• PASSAGE TO READ:
------------------------------------------------------------

2014 - Contest Light - 1st place prize light - DONE!! Video added and beam shots are up in Post#1

I was not going to post anything till the end of the contest... Well, you had to know that would not last! I just figure there's a month gone already and not too many have started their builds, so here's a look at what the third place prize will be. It will either make you want to win third place, or it will make you want to run and hide, for fear you actually might get it as a prize.

This is what I started out with and as things progressed, the components also changed to suite the needs. This is a Solarstorm SP-03. I am going to put 3xMT-G2 leds in it. I am going to use 8x18650 batteries in 2S/4P configuration. It will be fan cooled. It will not look anything like the stock light... I sure hope it works.

I put this photo in, because I did not take any of when I cut the head apart. I used a hacksaw to cut the head in two, right where the switch was. I am going to extend the head, to have room for the heat sink, fan and driver.

This is the copper heat sink that will fit under the stock led shelf.

I did not like the dimples in the led pockets, so I drilled them out.

and replaced them with copper discs.

I got a finned aluminum heat sink and a fan. The fan here is not the one I ended up with. This one was 50x50x10 and the one I ended up with is 40x40x20. There was not enough foom for the 50mm fan, but the 40mm actually produced more CFM.

Here is the cut out heat sink and the fan is mounted on a copper plate. There is also a thermostat down in there, so that the fan only runs when the temp of the heat sink gets to 60C.

I started out using copper, to make the extension for the head. I softened it and made the bends on the table, as shown below.

The problem was that the piece was not tall enough, so I ended up going to brass sheet, which you will see later, but this was the method for bending the brass too.

I needed two bodies to hold the 8 batteries, so I used an old SRK body and put it together with the stock body. I had to cut down both of them, so that the overall length would be right for two batteries in series.

I did the human lathe routine, to fit the two bodies together and used some JB Weld to make sure they hold. I made the SRK body look like the stock SP-03 body by removing those ribs on it.

The bodies lined up well and I think it will work.

Ok, remember I said I ended up using brass for the extension. Well, here you can see what it looked like before cleaning it up. I also made a brass sleeve on the bodies to cover up the mess there.

I removed the components from the stock driver and I will use it for a contact plate.

The board in these two photos is one that was designed by Mattaus, for this build. Originally, I was going to do 9 amps per led and he designed this board for 3 legs with 9 amps per leg. I ended up backing off and going with 6 amps per leg after being cautioned on my folly, by comfychair. He was right, even with 2S/4P, there isn't a cell out there that would hold 27 amps for more than a few seconds, because of the low amp hour rating on them. They just would not last at all and when the voltage dropped a little, it would just go dim. So, I went with 16 chips per leg, for about 6 amps per led. It still won't last long, but it will be better than a 30 second wonder, (I hope).

------------------------------------------------------------

• DATA FOR THIS EXERCISE:
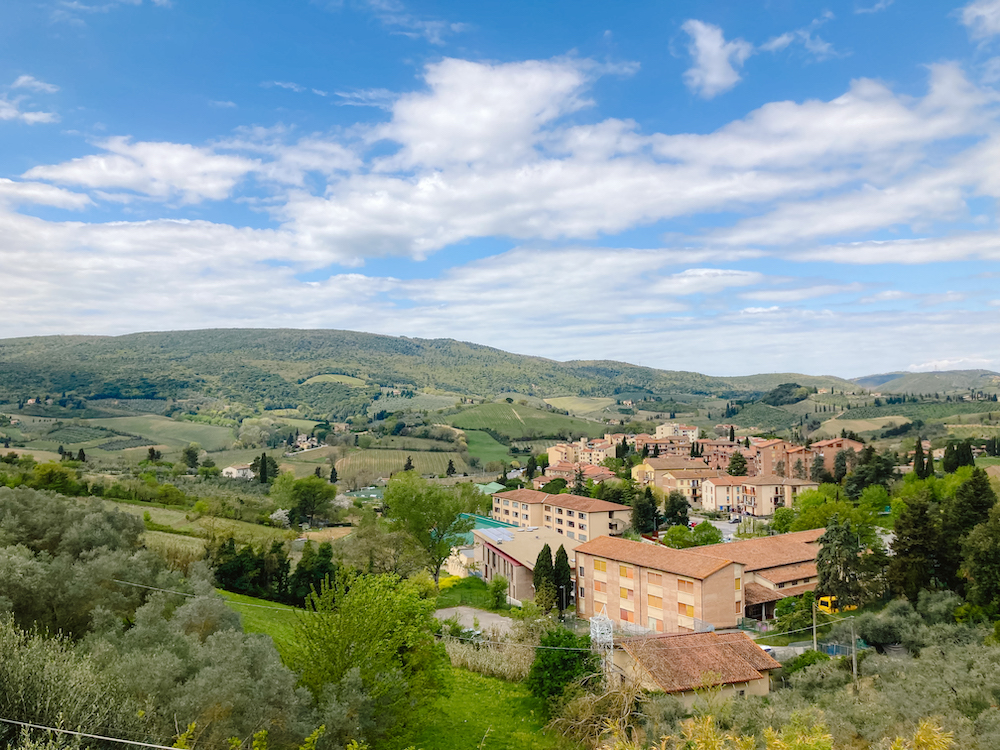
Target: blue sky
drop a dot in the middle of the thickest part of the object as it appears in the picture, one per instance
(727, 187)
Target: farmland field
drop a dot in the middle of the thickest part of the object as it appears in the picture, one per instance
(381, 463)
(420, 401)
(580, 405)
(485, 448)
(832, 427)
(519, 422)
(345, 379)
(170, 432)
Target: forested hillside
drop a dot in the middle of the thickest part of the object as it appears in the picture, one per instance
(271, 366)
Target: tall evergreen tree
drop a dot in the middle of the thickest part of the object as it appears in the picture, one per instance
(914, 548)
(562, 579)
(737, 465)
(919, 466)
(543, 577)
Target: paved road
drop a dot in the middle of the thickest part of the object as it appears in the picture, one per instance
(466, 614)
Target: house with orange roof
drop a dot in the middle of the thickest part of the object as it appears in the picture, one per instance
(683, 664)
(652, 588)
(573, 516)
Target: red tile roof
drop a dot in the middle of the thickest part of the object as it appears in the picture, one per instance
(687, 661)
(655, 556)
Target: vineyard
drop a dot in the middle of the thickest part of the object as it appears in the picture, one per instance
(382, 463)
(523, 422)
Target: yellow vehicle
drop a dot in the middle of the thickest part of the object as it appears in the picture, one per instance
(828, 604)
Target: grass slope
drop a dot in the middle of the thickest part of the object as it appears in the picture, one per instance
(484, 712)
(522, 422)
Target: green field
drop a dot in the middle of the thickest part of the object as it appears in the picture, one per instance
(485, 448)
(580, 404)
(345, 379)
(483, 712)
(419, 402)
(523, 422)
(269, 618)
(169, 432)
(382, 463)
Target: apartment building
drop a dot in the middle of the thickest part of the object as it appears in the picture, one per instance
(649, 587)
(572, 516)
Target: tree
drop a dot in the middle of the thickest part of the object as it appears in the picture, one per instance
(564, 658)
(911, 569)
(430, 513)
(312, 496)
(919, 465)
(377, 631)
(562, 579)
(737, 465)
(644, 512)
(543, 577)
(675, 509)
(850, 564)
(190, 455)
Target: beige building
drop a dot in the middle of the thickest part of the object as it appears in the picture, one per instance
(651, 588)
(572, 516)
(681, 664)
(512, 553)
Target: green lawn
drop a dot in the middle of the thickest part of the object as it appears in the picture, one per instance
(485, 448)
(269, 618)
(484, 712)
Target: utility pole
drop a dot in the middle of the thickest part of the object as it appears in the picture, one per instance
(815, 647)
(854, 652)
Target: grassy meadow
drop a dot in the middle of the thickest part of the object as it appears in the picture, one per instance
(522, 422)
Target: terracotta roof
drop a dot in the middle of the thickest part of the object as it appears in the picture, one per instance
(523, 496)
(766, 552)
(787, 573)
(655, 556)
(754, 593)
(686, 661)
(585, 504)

------------------------------------------------------------

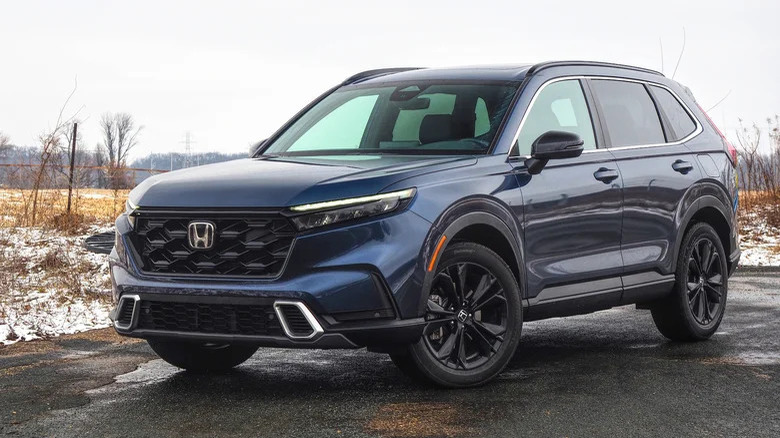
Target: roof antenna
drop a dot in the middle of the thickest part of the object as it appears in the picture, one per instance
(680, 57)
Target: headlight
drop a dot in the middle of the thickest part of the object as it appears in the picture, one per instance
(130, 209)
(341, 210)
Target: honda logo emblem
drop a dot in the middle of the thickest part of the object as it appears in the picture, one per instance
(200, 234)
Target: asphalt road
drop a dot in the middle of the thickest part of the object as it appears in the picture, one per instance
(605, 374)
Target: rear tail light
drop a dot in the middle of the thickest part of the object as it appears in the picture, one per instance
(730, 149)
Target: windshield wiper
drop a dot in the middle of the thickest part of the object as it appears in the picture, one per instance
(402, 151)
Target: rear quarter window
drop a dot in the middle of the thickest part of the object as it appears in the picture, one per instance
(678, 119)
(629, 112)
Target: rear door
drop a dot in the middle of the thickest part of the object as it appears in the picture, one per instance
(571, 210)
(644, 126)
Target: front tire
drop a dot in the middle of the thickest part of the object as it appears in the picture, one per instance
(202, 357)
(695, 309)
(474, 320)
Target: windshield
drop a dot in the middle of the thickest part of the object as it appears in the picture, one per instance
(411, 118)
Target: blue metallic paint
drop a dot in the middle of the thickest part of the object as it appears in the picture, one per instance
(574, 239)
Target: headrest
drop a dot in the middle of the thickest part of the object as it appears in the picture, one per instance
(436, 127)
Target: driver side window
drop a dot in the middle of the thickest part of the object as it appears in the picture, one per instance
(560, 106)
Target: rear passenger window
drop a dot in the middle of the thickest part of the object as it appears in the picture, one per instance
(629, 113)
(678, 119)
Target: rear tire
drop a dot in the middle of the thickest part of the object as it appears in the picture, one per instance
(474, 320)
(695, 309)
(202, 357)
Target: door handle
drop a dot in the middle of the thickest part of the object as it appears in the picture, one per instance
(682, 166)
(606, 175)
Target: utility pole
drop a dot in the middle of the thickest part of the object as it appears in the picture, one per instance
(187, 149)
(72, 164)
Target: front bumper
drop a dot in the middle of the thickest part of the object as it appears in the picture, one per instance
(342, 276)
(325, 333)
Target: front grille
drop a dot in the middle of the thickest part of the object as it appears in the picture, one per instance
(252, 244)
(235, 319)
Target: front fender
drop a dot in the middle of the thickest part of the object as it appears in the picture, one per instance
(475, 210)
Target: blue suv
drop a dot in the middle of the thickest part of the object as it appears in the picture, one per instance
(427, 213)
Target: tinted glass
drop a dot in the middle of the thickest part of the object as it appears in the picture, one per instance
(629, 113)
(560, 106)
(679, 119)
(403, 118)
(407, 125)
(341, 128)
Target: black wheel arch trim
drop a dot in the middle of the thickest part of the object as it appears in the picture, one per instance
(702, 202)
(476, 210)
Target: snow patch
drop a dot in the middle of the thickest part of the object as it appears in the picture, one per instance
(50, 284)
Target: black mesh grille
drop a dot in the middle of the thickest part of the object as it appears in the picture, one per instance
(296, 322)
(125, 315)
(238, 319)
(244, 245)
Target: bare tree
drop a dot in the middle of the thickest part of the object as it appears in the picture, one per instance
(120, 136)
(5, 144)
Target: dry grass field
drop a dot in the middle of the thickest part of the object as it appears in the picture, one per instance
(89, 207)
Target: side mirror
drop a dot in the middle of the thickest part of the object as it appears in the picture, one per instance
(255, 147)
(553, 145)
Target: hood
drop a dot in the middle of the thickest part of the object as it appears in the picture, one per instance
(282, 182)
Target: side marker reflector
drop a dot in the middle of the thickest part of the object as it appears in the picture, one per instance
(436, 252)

------------------------------------------------------------

• THINGS TO DO:
**a.** Print the section of the flashlight build post starting with "I got a finned" and going on through "gets to 60C.", word for word.
**b.** Collect every line of the records that contains the word "window".

• THE RESULTS:
**a.**
I got a finned aluminum heat sink and a fan. The fan here is not the one I ended up with. This one was 50x50x10 and the one I ended up with is 40x40x20. There was not enough foom for the 50mm fan, but the 40mm actually produced more CFM.

Here is the cut out heat sink and the fan is mounted on a copper plate. There is also a thermostat down in there, so that the fan only runs when the temp of the heat sink gets to 60C.

**b.**
Target: rear quarter window
Target: driver side window
Target: rear passenger window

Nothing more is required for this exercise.